**DATA ROWS:**
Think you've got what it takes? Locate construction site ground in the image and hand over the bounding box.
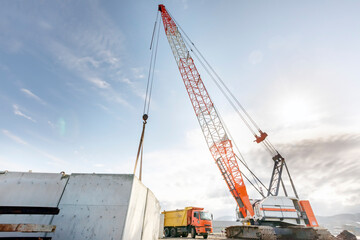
[162,233,226,240]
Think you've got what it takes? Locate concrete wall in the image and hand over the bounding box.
[0,172,160,240]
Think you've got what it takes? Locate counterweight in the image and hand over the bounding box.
[159,5,254,217]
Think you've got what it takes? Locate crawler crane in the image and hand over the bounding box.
[158,4,331,239]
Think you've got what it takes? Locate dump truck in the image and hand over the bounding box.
[162,207,213,239]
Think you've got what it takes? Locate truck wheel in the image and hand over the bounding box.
[191,228,196,238]
[164,228,170,237]
[170,228,177,237]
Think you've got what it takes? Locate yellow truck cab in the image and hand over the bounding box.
[162,207,213,239]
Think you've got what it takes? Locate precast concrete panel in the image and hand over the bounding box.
[0,172,162,240]
[0,172,69,237]
[48,174,134,240]
[159,213,165,238]
[141,189,160,240]
[47,205,127,240]
[0,172,69,207]
[122,178,148,240]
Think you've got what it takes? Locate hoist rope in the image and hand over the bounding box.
[134,12,160,181]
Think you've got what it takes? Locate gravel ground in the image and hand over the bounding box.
[162,233,227,240]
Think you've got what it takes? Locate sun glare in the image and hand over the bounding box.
[279,96,316,125]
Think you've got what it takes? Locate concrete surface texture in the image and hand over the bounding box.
[0,172,160,240]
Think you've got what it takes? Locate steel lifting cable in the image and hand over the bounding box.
[134,12,160,181]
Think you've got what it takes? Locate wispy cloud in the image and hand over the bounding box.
[88,78,110,89]
[13,104,36,122]
[20,88,45,104]
[1,129,66,167]
[2,129,28,145]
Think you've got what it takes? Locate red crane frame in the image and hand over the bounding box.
[159,4,254,217]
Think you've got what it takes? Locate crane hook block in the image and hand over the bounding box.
[143,114,149,121]
[254,130,268,143]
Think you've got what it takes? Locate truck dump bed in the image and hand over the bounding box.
[162,207,204,227]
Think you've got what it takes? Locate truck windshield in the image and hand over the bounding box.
[200,212,211,220]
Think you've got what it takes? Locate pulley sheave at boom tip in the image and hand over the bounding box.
[158,4,254,217]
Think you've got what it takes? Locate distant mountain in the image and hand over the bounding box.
[214,216,235,221]
[316,213,360,239]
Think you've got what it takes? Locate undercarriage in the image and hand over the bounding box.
[226,225,336,240]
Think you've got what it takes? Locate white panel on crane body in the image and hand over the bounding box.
[0,172,160,240]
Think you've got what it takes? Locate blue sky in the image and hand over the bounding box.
[0,0,360,217]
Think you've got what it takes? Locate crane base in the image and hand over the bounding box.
[226,225,336,240]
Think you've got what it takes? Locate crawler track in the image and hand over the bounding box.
[226,226,336,240]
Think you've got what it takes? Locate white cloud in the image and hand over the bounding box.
[20,88,45,104]
[88,78,110,88]
[131,67,145,79]
[13,104,36,122]
[2,129,28,145]
[249,50,263,64]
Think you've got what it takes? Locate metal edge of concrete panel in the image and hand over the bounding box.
[141,189,160,240]
[48,174,134,240]
[121,176,148,240]
[0,172,69,237]
[0,172,68,207]
[159,213,165,238]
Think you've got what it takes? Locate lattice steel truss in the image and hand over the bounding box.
[159,5,254,217]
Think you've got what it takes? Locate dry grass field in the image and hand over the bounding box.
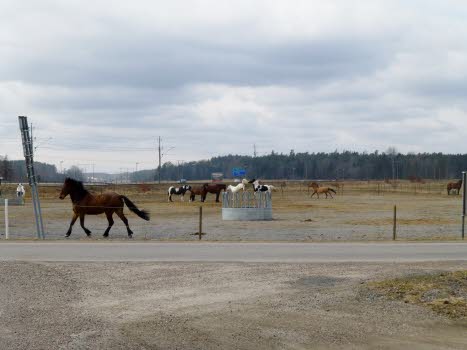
[0,181,462,241]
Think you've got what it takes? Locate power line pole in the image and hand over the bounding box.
[18,116,45,239]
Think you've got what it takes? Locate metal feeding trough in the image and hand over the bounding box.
[222,192,272,221]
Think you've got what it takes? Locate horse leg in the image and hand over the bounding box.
[65,213,79,237]
[116,209,133,238]
[79,213,91,237]
[104,211,114,237]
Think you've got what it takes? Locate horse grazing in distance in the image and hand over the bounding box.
[167,185,191,202]
[206,184,227,202]
[447,180,462,196]
[190,183,208,202]
[59,177,149,238]
[226,182,245,193]
[248,179,277,193]
[310,182,336,199]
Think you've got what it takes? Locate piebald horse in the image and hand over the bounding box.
[447,180,462,196]
[60,177,149,238]
[167,185,191,202]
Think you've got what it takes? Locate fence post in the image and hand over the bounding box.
[5,198,10,239]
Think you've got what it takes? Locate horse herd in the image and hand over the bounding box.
[59,178,462,238]
[167,179,276,202]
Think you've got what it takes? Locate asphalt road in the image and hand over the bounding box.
[0,241,467,262]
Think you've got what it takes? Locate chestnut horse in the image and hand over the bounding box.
[206,184,227,202]
[60,177,149,238]
[190,183,208,202]
[311,182,336,199]
[447,180,462,196]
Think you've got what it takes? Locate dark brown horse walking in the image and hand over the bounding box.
[60,177,149,238]
[447,180,462,196]
[206,184,227,202]
[190,183,209,202]
[311,182,336,199]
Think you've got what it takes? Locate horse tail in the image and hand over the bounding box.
[120,195,149,221]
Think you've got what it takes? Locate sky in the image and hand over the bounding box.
[0,0,467,172]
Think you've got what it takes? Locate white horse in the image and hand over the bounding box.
[249,179,277,194]
[226,182,245,193]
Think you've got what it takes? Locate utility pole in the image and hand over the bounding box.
[157,136,175,184]
[18,116,45,239]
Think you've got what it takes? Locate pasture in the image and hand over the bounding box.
[0,181,462,242]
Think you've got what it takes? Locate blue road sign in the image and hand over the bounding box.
[232,168,246,177]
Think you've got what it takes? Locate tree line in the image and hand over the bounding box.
[131,149,467,181]
[0,149,467,182]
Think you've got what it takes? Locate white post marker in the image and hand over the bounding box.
[5,198,10,239]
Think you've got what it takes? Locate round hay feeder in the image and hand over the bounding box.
[222,192,272,221]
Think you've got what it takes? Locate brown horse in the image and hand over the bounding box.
[310,182,336,199]
[190,183,208,202]
[206,184,227,202]
[60,177,149,238]
[447,180,462,196]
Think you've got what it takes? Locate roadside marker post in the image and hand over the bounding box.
[5,198,10,239]
[462,171,467,239]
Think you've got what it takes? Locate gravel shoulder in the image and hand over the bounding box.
[0,262,467,350]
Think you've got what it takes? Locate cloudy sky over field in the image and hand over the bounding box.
[0,0,467,171]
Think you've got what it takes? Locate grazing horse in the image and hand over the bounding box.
[248,179,277,193]
[447,180,462,196]
[60,177,149,238]
[190,183,208,202]
[311,182,336,199]
[226,182,245,193]
[167,185,191,202]
[207,184,227,202]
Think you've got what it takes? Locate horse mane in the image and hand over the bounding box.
[65,177,89,201]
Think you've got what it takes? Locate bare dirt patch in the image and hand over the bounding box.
[369,270,467,321]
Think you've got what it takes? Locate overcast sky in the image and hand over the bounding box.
[0,0,467,171]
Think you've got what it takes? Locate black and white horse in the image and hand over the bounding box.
[248,179,276,193]
[167,185,191,202]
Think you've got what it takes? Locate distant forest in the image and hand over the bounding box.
[0,149,467,182]
[131,150,467,181]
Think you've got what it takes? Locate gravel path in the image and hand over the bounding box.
[0,262,467,350]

**WHAT IS NEEDED:**
Starting from the beginning of the material and ending with the line that contains "[254,130,268,143]", including that line, write every line out again, requests included. Scale each bounding box coordinate in the answers by 2.25 and round to whole numbers, with halves rounded up, and omit the pictures.

**ANSWER TO THIS EXERCISE:**
Think you've got what it takes? Locate construction site ground in the image and hand over the bounding box.
[365,524,509,540]
Think you've got what it takes? Locate concrete wall in the image and hand over the bounding box.
[0,387,360,540]
Think you've got what it takes? Locate counterweight in the image and hand over the bounding box.
[358,11,572,488]
Think you've got what it takes? Locate crawler crane in the image and hand over the bounding box.
[356,9,745,538]
Think you've got what it takes? Locate dump truck in the image and hand over the bounding box.
[365,466,479,538]
Think you've got what it takes? Locate truck wheel in the image and hand over the bounding box.
[430,513,441,536]
[369,513,383,533]
[383,513,398,533]
Think you've got what it takes? Locate yellow truck cab in the image and hand over the bounding box.
[365,466,479,538]
Think you've got what it takes? Locate precast concrete panel in the image and hand over the bounding box.
[0,387,365,540]
[0,387,155,533]
[108,392,302,540]
[358,479,371,536]
[317,425,360,540]
[106,461,286,540]
[0,387,155,466]
[275,401,333,540]
Think you've got what it takes? Locate hoist rope in the image and hand over the bounding box.
[302,27,360,407]
Think you've got what it takes? Locate gravel ground in the image and hand over the bounding box.
[365,524,511,540]
Think you've got what it takes? Locate sun glare in the image and hand over the bounding box.
[628,216,711,281]
Think you've got what it takes? Locate concrete surface texture in the image and hand over the bounding box.
[0,387,360,540]
Think you've got what it takes? Locate steel lifting cable in the image and hand over the bounding box.
[302,27,360,407]
Think you've got what it takes? Locate wispy cloud in the image and hand over the bounding box.
[198,176,248,200]
[29,234,81,275]
[45,198,101,234]
[2,290,149,376]
[5,290,63,326]
Think you've got what it takes? Locate red crane frame in the image and hand over the bounding box.
[358,9,572,488]
Think you've got what it takes? Locate crane hook block in the image and hand over the bounding box.
[322,257,335,272]
[572,293,603,322]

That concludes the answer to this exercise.